CHALLENGE: Exactly as written, quote every line that follows, skipping the images.

INPUT DATA:
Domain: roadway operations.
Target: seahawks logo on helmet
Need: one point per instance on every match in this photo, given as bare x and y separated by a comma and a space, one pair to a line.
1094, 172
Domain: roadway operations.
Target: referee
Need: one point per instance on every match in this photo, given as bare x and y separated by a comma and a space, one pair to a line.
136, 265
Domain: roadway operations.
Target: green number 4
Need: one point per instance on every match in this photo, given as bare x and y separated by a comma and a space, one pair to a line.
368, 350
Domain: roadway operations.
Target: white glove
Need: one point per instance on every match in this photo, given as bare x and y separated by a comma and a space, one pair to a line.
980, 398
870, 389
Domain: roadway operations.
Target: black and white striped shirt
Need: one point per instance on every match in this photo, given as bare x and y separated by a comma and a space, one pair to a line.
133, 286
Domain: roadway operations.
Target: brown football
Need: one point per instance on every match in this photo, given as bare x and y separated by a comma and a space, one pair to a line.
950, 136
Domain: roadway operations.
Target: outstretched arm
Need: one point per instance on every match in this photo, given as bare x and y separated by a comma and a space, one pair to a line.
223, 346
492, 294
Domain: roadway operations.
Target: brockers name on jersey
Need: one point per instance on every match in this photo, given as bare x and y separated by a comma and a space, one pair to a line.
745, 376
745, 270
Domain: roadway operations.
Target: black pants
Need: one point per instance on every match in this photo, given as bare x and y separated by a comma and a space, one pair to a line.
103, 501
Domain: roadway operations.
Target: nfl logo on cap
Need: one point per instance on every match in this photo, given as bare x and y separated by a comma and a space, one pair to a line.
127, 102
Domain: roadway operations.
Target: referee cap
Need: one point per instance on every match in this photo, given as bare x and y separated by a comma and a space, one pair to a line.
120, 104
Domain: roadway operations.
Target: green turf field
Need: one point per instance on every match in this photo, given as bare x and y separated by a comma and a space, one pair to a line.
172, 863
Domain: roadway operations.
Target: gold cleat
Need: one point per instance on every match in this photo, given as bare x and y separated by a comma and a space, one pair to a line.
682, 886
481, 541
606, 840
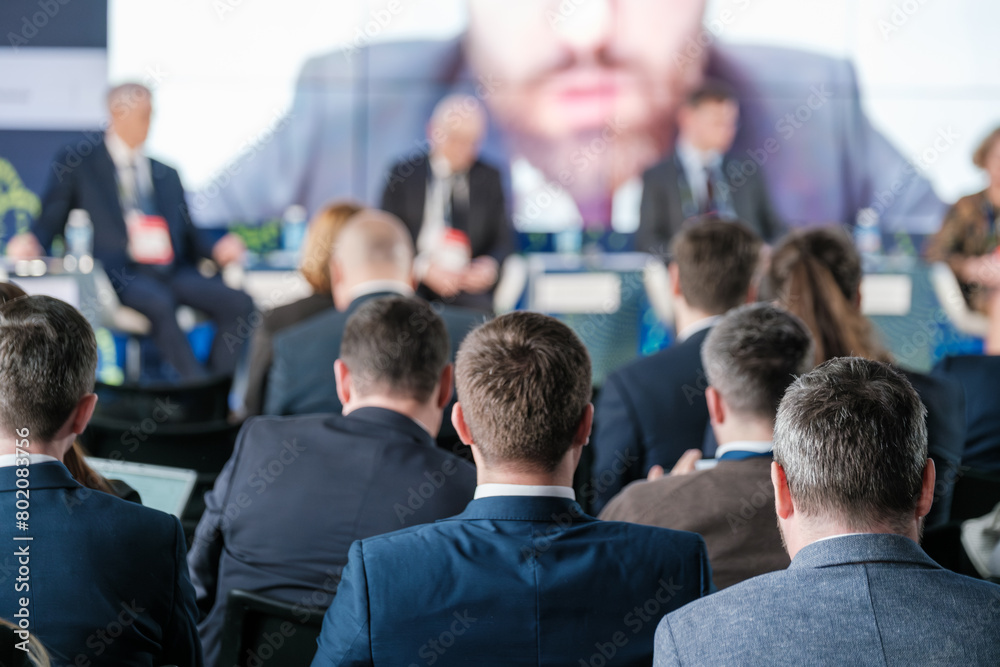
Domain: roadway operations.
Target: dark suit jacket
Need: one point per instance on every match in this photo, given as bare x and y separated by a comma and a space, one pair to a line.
730, 505
301, 378
261, 345
299, 490
661, 217
978, 377
648, 413
93, 185
853, 600
98, 565
511, 581
487, 225
945, 403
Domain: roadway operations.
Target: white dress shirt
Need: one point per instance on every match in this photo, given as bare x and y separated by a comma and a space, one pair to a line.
7, 460
492, 490
124, 158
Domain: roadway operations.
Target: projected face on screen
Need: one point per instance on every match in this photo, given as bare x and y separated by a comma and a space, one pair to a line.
567, 72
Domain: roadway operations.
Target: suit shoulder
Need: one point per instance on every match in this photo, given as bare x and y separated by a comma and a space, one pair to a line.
776, 63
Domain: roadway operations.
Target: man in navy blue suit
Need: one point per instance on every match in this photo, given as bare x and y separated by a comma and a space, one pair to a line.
299, 490
373, 258
652, 410
852, 485
523, 576
98, 580
143, 235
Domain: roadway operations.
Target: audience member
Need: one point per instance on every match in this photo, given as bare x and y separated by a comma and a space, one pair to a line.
699, 178
447, 190
373, 258
852, 485
977, 375
816, 274
94, 561
750, 358
523, 576
143, 235
652, 410
299, 490
315, 268
968, 241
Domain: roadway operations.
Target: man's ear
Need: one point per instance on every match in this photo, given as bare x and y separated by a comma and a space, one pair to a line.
461, 427
716, 408
445, 385
782, 497
582, 435
343, 377
82, 413
675, 280
927, 489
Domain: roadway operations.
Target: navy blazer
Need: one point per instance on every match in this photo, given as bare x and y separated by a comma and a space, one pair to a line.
977, 375
108, 580
93, 185
648, 413
661, 216
301, 379
299, 490
487, 224
511, 581
854, 600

TASK ANSWER:
Domain: roadway operations.
Target: seahawks logo on helmet
Need: one point per instance on every match in this photo, given as bare x and y separated by a comma and a space, one pair to a line.
1094, 172
Domain: roadway operations.
Target: referee
Need: one point per instance on every match in this photo, given as bare x and y separated by a comma and a space, one pair to a line.
136, 265
Domain: roadway operations.
Target: green number 4
Need: one point per instance on every match in this photo, given as bare x and y separated by a comma and a space, one pair to a line.
368, 350
Domain: roadway operations.
Target: white glove
Need: one point per instance on every match in this photo, given as bare x and y separated by a comma and a space, one pair to a line.
980, 398
870, 389
Domain: roadway operations.
Target: black and white striped shirt
Need: one point per instance on every match in this photo, given as bare x and y separated by a comma and a space, one pair to a line.
133, 286
Domain: roadway operations.
Target: brown football
Need: one point per instance on every match in this photo, given as bare x and y separated by a comma and a space, one pair to a line.
950, 136
Domain: roadway operations.
Target: outstretched arm
Need: one point per instance on every match in this photo, given as bare x and y separated by a comma and a space, one pair to a line.
223, 346
492, 294
Domain: roadway operations.
Target: brockers name on jersey
Need: one point per instance on every match in this photo, given as bare x and y separated by a comma and a space, one pair to a line.
745, 376
745, 270
Domain: roadway operations.
Target: black pants
Need: one point per instance on every match in this photo, given as bare x and y separated by a comma and a space, one pair to a line.
103, 501
Domain: roadway operations.
Target: nfl logo on cap
Need: one point per instance on every match in this photo, given as bare x and y separated by a comma and a space, one pair to a line.
127, 102
Domain: roadway operations.
Target: referee cap
Need: one point per instance on every match in this photo, given as bare x and y separated by a comma and a space, one pair to a line.
120, 104
Domain: roadway operations.
Target: green turf field
Need: one point per instance on every match in this photo, given as bare x and y separated by a comma and a space, one pair to a line.
172, 863
Domain: roadway operations.
Target: gold cleat
Need: one point per instance on every match in this photo, given as bare x and y separated by a comma and a space, one pair to a line.
682, 886
481, 541
606, 840
Domain: roadway operations.
Target: dark suit jacket
Need: one point per instance on every match in this photo, given as bare x and y separated by a comma and a space, one pair to a line.
730, 505
301, 378
261, 345
299, 490
661, 217
978, 377
648, 413
93, 185
853, 600
98, 565
511, 581
487, 225
945, 403
Domain: roadway operations.
Target: white dress shirt
Need: one point per instance on every match in this photo, given as bare x and y separated by a comma and a space, one pair to a line.
7, 460
492, 490
124, 158
Domain: roadway operations.
Target: projected face on screen
Need: one point per instance on every match in this photo, given as bare x and y separated by a comma and a space, one pair to a line.
567, 72
Domain: roadway operations.
Target: suit shoulder
Need: one point per instance on every match in this photo, given as bare x and y separated by a comma and a space, one pair to a line.
776, 63
Domain: roadway operations.
Target: man in navy blue suit
Need: one point per instance on every match in this photo, given as bare x and y separated by a comma and a space, one pair to a line.
299, 490
373, 258
652, 410
852, 485
523, 576
98, 580
143, 235
Domain: roadway operations.
Target: audience member
Need: one point per instance on every match in this photo, given as bare x and y separated by a comma and a space, one pair to a line.
699, 178
447, 190
373, 258
852, 485
977, 375
816, 274
94, 561
750, 358
523, 576
143, 235
652, 410
299, 490
315, 268
968, 241
Domain: roadway operations.
Target: man's ear
Need: one point per instance on every match in this photo, given as bare x and y separated by a comma and a space, one pair to a line.
461, 427
716, 408
445, 385
782, 497
582, 435
343, 377
82, 413
675, 280
927, 489
Domain: roadway operations.
Target: navy blazer
Need: one point per instance on every match in this photo, given as bare x and y separated by a comma and a space, one pair to a line.
977, 375
108, 580
93, 185
648, 413
661, 216
301, 379
299, 490
487, 224
511, 581
854, 600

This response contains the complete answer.